Data:
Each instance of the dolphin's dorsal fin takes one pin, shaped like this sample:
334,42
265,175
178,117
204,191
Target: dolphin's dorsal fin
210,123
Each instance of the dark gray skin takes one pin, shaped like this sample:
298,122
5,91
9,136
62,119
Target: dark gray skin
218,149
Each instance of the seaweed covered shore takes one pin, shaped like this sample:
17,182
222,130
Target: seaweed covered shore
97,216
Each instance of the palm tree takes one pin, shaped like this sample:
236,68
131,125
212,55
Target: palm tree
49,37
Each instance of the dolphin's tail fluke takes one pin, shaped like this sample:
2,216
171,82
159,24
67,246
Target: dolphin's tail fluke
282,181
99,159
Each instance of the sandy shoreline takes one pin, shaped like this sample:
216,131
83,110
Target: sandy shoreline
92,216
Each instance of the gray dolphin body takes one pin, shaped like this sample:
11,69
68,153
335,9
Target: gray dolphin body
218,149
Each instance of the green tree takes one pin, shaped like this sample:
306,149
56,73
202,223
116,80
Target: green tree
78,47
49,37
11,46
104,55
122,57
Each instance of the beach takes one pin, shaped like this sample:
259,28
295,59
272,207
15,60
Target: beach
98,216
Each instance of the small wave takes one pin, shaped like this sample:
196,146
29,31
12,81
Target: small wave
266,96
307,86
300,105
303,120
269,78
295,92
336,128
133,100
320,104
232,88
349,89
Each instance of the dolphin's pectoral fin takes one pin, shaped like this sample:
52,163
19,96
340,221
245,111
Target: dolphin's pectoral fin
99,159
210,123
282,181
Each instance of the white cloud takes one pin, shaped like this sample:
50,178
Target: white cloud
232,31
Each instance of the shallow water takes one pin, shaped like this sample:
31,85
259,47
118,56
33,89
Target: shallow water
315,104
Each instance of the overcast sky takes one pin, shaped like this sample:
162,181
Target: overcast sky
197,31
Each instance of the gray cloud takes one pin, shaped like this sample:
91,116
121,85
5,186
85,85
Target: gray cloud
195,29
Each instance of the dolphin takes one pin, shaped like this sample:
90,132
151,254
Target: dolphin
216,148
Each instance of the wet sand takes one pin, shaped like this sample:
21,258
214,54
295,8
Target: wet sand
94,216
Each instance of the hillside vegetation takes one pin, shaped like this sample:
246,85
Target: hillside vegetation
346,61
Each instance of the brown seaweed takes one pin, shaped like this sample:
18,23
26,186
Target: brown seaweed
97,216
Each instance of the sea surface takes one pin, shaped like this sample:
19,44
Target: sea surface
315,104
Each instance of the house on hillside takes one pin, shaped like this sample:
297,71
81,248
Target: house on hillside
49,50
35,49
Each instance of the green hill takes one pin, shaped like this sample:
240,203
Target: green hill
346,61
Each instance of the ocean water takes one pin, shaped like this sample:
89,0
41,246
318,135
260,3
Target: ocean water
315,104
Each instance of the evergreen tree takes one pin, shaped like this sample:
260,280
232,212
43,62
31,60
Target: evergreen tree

Required work: Look over the material above and show each line where "evergreen" appears.

Result of the task:
Each instance of the evergreen tree takes one pin, shaped like this sample:
Target: evergreen tree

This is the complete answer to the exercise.